Dataset records
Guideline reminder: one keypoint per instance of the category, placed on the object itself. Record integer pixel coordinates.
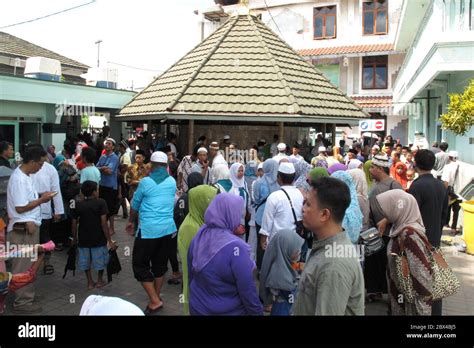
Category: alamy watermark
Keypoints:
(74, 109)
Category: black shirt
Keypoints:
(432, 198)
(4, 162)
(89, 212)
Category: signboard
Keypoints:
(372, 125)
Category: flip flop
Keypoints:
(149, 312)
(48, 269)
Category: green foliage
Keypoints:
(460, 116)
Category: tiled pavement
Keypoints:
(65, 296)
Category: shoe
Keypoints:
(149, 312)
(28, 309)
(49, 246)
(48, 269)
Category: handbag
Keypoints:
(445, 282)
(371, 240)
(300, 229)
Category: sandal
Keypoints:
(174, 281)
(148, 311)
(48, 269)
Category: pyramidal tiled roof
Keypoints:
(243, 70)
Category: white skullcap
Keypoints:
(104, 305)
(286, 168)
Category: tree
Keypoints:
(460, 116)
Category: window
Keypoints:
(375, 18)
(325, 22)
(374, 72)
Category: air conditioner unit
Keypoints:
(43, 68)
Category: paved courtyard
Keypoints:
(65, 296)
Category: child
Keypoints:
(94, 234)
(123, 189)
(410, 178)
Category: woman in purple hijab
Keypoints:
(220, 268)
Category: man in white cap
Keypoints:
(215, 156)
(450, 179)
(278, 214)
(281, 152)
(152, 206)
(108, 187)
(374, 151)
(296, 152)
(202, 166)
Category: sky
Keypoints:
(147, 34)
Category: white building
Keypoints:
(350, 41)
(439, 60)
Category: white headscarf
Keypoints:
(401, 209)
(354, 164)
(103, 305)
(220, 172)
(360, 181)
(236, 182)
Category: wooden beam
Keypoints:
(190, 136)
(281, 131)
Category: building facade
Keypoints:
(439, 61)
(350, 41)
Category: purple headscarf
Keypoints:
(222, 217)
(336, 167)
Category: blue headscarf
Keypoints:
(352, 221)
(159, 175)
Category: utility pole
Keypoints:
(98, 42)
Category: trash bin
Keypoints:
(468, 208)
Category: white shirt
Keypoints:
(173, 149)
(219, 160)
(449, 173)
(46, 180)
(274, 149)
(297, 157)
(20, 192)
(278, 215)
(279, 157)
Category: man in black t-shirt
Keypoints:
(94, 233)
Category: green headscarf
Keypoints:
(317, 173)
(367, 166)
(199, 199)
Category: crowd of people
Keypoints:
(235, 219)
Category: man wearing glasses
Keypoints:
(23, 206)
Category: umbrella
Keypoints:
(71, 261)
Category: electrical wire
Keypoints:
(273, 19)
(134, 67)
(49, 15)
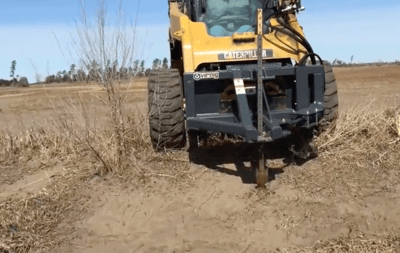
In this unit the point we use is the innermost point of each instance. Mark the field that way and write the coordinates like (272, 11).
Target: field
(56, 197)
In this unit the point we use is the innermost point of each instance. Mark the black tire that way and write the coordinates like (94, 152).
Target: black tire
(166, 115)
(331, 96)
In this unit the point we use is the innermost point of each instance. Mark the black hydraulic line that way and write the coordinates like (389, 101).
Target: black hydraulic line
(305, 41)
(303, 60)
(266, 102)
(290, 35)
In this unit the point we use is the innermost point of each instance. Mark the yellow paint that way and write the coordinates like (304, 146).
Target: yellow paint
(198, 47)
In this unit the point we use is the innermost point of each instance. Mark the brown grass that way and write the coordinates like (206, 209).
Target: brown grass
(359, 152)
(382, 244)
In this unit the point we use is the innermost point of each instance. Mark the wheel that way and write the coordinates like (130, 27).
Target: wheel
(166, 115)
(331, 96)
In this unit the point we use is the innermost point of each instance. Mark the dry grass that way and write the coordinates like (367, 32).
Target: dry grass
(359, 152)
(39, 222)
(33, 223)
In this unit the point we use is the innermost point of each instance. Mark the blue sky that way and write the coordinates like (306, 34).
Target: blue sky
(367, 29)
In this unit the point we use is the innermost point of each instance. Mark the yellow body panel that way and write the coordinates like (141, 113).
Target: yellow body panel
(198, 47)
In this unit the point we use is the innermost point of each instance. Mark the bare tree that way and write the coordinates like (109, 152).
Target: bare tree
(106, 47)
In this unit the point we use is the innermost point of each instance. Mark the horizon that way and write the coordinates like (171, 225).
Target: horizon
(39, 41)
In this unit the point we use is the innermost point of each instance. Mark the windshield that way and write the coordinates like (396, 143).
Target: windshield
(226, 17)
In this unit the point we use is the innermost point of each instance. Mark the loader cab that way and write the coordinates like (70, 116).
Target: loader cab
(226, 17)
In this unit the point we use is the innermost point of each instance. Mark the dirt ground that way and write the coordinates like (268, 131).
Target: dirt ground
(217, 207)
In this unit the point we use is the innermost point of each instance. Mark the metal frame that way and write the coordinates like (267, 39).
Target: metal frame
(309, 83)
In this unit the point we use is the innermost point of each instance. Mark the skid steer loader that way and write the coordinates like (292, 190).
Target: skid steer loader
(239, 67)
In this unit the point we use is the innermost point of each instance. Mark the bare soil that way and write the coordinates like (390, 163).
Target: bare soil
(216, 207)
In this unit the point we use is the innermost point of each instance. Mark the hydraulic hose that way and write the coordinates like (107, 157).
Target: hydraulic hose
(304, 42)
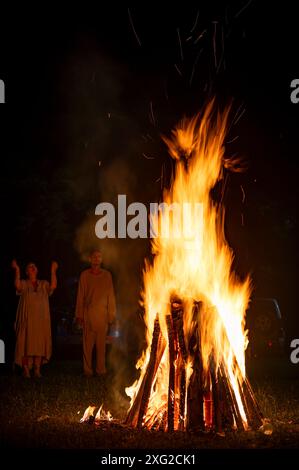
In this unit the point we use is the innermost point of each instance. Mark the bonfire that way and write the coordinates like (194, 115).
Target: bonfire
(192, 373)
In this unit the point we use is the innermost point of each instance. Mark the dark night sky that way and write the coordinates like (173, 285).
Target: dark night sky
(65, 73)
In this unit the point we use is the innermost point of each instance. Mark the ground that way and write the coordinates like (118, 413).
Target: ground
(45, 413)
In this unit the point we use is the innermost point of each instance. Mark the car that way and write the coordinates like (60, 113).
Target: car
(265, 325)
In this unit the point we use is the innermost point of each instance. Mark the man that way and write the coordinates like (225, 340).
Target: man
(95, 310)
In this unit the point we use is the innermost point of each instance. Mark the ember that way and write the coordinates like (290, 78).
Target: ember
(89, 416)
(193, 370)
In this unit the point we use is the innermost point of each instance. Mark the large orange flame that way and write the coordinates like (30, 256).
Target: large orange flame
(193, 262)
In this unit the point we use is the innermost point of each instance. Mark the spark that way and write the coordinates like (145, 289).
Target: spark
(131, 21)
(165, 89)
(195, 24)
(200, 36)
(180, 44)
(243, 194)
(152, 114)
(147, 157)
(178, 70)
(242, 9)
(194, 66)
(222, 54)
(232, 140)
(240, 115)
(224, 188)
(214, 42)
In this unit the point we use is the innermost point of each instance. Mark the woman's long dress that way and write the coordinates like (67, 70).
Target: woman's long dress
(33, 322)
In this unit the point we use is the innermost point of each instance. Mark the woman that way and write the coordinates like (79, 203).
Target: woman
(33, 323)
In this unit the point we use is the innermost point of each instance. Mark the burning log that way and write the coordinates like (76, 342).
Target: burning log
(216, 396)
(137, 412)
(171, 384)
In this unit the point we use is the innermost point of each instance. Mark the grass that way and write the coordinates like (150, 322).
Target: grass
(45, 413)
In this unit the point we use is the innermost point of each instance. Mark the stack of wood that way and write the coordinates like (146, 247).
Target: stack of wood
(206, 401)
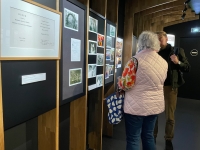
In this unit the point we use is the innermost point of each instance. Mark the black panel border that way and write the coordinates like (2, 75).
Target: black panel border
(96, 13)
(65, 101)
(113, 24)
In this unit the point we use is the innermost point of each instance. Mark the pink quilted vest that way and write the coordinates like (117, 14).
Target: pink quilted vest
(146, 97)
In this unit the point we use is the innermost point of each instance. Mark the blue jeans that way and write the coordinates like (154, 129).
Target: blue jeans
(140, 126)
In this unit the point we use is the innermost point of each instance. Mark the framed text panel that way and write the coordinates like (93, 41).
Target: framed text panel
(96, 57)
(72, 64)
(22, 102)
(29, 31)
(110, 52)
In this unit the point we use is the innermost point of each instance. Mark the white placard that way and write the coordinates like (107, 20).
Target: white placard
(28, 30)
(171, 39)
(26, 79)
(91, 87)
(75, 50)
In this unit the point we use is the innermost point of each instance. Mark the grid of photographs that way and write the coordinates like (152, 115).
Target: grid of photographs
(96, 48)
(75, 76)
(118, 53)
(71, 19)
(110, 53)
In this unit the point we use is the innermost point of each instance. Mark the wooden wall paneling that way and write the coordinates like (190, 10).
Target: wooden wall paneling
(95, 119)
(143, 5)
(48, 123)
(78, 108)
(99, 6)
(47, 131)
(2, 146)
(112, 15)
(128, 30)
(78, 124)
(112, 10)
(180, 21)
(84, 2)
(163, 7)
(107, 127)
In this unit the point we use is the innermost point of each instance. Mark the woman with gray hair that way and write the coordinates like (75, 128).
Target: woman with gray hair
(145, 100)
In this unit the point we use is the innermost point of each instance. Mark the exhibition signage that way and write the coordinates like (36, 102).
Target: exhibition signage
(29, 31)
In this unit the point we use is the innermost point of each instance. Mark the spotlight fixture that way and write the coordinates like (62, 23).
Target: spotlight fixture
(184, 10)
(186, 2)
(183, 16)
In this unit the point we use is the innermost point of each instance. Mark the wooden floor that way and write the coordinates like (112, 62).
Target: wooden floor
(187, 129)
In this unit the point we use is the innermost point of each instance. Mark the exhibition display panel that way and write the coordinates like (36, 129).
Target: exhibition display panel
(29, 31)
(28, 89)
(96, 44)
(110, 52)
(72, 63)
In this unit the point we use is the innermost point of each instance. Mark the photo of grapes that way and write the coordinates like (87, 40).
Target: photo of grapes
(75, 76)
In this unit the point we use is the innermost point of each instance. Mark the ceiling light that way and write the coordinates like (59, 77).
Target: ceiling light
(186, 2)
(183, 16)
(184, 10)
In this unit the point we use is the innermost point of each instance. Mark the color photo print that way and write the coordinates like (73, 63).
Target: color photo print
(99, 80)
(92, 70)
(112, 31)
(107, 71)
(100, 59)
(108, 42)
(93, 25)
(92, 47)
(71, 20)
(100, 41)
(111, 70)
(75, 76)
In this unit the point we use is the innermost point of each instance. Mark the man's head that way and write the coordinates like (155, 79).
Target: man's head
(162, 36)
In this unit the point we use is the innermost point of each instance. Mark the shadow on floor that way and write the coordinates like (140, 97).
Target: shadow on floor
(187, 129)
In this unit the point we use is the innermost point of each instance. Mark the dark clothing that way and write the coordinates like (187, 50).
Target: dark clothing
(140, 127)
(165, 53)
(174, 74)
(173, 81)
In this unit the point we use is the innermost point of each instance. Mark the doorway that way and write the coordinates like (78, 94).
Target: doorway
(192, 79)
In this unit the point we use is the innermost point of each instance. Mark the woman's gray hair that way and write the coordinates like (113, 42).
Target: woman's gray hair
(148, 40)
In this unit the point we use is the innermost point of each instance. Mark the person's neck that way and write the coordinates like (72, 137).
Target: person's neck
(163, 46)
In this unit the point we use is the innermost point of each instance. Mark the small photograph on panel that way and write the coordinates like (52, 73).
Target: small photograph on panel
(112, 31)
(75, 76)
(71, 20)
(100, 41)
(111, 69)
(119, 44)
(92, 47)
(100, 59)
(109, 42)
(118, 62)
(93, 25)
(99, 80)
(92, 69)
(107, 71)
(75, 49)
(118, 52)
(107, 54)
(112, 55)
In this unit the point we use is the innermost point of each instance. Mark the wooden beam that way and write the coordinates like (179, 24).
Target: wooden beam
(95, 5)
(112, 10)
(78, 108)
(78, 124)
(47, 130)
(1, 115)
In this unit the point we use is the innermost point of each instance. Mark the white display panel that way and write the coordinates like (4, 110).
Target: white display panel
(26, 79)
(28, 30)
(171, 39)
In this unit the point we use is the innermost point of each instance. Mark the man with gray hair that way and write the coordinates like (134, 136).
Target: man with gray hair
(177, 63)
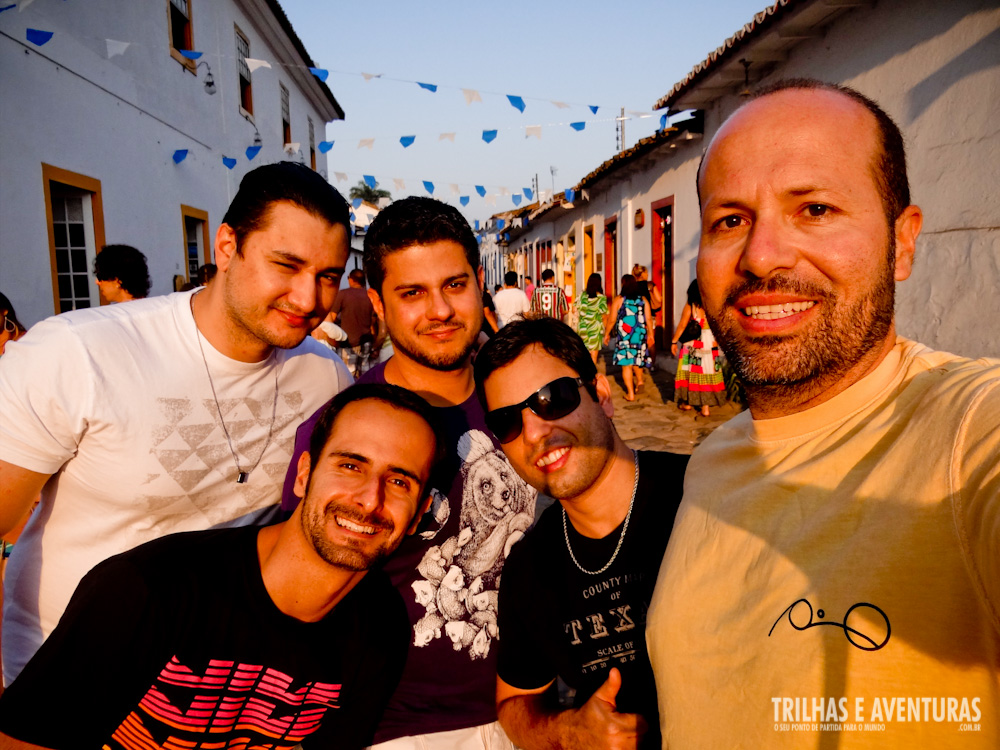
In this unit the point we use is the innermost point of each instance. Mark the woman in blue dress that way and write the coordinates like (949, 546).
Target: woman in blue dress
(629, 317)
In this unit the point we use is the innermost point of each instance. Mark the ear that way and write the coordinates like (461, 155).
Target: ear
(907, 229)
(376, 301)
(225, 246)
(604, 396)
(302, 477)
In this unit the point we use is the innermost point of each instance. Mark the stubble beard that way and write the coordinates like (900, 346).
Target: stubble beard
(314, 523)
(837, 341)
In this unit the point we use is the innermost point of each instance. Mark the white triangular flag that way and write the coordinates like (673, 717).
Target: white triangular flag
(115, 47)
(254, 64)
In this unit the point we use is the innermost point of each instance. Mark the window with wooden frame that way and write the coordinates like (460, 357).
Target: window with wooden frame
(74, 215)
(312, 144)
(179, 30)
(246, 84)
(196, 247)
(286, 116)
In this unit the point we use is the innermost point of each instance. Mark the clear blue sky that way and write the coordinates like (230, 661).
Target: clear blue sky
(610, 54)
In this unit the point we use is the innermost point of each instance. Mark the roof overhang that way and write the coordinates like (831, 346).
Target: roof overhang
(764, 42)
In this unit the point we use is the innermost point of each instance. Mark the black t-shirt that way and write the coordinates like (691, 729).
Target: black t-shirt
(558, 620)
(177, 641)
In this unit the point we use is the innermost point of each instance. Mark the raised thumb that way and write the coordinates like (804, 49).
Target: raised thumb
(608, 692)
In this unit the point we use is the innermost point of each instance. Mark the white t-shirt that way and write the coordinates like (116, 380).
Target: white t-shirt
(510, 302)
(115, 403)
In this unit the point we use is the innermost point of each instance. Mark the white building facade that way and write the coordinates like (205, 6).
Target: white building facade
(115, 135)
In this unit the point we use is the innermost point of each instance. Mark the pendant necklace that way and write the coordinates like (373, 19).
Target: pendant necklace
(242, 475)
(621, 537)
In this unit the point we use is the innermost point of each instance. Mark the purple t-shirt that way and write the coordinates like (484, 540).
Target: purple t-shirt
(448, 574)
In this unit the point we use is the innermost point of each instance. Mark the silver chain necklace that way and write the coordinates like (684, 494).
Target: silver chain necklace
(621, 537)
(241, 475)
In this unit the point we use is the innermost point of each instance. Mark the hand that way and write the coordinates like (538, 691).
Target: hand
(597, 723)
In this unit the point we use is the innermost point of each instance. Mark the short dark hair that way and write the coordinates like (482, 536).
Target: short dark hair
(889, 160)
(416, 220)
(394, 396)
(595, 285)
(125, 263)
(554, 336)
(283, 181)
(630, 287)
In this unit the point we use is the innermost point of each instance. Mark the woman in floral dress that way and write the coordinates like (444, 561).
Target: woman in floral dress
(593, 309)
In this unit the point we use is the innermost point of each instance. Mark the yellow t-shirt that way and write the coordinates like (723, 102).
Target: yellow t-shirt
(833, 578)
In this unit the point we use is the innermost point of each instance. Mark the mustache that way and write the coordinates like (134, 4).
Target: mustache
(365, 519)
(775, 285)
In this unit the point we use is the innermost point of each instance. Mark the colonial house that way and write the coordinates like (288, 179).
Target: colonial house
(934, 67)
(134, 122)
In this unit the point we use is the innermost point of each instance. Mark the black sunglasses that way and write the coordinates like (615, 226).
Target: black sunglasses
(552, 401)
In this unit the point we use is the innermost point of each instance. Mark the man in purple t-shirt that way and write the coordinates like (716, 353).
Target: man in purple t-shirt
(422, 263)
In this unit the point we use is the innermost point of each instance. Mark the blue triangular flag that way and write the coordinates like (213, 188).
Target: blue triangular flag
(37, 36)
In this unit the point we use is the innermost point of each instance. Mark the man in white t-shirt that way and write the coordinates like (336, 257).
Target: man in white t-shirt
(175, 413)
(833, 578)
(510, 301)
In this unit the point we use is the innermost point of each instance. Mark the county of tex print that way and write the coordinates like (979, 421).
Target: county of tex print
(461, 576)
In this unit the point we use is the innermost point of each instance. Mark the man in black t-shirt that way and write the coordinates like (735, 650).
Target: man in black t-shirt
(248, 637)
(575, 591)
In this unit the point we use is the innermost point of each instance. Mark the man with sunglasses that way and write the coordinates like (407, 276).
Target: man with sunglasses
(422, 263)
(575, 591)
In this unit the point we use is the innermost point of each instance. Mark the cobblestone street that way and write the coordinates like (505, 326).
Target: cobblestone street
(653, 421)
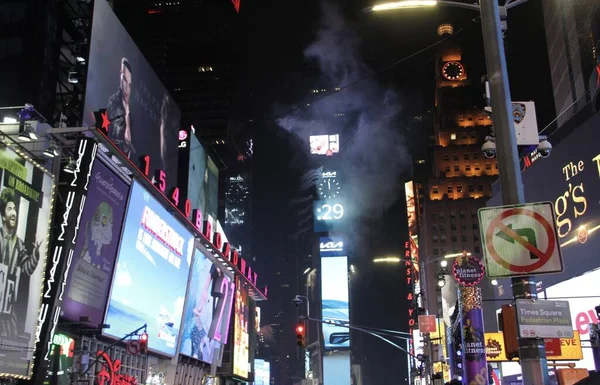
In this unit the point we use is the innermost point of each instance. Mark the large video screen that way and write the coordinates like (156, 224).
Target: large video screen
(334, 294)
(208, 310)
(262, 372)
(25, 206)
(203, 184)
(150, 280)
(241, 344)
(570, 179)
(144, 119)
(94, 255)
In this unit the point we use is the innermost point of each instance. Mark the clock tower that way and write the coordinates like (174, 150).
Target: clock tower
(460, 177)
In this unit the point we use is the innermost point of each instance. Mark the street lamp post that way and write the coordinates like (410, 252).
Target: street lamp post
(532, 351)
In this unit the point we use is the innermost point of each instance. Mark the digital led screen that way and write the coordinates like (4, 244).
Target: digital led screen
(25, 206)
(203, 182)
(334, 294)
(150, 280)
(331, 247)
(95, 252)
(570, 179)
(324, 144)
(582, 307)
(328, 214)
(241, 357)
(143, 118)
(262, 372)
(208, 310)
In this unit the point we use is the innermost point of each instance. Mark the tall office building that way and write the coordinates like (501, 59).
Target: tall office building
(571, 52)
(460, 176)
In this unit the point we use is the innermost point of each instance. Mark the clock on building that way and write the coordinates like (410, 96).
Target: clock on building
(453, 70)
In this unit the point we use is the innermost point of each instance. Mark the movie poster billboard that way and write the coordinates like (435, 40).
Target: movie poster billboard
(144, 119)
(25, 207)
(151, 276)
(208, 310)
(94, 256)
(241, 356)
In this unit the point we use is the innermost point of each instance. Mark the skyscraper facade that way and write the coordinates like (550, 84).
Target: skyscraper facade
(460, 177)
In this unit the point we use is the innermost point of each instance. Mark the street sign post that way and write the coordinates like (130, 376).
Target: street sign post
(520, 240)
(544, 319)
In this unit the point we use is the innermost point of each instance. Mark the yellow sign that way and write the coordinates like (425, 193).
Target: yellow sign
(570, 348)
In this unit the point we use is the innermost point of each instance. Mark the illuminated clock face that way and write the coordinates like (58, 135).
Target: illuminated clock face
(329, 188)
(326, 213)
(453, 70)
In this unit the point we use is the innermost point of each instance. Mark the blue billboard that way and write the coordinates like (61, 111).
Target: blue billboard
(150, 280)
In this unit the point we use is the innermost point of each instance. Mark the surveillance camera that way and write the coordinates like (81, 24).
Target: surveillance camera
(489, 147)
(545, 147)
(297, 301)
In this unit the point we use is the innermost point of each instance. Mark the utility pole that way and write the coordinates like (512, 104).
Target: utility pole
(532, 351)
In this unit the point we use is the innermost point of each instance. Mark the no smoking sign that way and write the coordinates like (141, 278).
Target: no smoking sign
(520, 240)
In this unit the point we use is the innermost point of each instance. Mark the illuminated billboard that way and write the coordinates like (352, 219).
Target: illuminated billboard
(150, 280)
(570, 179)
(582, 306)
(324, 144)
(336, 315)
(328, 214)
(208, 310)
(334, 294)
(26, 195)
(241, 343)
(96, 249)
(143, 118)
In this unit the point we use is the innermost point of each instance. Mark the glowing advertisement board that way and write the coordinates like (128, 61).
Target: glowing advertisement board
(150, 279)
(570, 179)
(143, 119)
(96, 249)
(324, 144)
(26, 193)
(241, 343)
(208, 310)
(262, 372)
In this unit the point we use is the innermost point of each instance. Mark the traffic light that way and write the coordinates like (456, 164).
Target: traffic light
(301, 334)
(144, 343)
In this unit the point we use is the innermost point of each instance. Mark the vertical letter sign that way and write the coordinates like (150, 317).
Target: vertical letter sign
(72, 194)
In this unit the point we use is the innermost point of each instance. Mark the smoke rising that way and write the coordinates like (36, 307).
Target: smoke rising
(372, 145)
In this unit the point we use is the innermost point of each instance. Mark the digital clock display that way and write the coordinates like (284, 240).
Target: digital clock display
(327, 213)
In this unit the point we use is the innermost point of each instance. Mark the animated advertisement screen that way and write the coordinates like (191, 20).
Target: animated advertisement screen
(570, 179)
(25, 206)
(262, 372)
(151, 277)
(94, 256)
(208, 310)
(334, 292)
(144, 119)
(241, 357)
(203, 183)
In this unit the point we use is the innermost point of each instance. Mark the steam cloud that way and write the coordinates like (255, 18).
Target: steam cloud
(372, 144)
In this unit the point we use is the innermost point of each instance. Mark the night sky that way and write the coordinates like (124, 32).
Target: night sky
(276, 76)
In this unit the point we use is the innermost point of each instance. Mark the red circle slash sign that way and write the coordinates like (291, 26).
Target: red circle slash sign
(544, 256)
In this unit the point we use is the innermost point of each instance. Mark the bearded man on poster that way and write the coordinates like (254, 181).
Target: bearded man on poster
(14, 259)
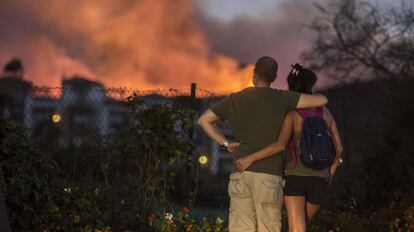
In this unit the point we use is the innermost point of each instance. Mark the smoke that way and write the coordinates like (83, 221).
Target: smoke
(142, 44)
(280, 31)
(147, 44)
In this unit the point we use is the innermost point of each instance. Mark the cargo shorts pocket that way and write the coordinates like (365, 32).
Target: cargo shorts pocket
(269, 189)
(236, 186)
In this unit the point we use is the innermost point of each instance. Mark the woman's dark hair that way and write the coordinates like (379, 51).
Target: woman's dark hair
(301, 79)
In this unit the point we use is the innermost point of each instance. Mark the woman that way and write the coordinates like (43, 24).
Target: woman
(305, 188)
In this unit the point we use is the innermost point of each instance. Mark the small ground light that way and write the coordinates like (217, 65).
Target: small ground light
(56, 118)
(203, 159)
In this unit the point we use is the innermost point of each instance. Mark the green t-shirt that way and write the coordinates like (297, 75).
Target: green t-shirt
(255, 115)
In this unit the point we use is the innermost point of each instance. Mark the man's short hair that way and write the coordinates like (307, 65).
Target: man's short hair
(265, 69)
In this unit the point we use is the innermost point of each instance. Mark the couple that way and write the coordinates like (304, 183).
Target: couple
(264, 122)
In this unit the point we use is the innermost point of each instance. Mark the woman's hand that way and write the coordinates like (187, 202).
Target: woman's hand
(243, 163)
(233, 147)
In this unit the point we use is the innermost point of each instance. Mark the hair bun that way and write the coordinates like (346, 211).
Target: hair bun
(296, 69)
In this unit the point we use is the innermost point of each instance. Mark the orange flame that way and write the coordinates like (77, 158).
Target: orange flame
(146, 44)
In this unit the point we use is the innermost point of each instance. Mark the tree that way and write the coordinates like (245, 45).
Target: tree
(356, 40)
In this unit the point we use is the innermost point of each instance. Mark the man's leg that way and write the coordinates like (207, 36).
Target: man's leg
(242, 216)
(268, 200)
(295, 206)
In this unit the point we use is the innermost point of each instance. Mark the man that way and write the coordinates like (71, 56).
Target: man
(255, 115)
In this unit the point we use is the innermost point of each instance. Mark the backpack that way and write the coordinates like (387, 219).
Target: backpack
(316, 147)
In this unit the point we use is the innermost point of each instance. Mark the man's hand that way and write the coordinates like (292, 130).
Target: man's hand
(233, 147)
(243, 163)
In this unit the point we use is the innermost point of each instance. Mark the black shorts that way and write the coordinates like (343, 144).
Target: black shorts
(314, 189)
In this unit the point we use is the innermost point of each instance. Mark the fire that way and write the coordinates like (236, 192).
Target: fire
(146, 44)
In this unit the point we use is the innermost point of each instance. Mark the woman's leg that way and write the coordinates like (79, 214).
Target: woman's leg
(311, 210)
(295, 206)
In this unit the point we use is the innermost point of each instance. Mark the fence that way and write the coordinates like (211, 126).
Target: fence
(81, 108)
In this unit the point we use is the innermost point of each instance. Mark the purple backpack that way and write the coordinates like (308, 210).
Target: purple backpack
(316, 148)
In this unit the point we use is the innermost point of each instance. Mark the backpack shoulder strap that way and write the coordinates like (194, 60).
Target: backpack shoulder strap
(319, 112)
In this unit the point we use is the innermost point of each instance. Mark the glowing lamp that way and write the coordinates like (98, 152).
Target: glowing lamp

Assigned task
Reproduce the records word for word, please, from their first line up to and including the line that contains "Category: air conditioner unit", but no pictures.

Solution to this exercise
Guideline reminder: one keypoint per instance of the category, placed on the object itself. Record integer pixel coordinates.
Category: alamy watermark
Keypoints:
(74, 109)
Category: black shirt
Keypoints:
(432, 198)
(4, 162)
(89, 212)
Category: signboard
Keypoints:
(372, 125)
Category: flip flop
Keypoints:
(149, 312)
(48, 269)
Category: green foliage
Keypoints:
(460, 116)
Category: tiled pavement
Keypoints:
(65, 296)
Category: shoe
Keypoints:
(149, 312)
(28, 309)
(49, 246)
(48, 269)
Category: handbag
Keypoints:
(445, 282)
(371, 240)
(300, 229)
Category: sandal
Keypoints:
(174, 281)
(148, 311)
(48, 269)
Category: pyramidal tiled roof
Keypoints:
(243, 70)
Category: white skullcap
Keypoints:
(104, 305)
(286, 168)
Category: tree
Keypoints:
(460, 116)
Category: window
Keypoints:
(375, 18)
(325, 22)
(374, 72)
Category: air conditioner unit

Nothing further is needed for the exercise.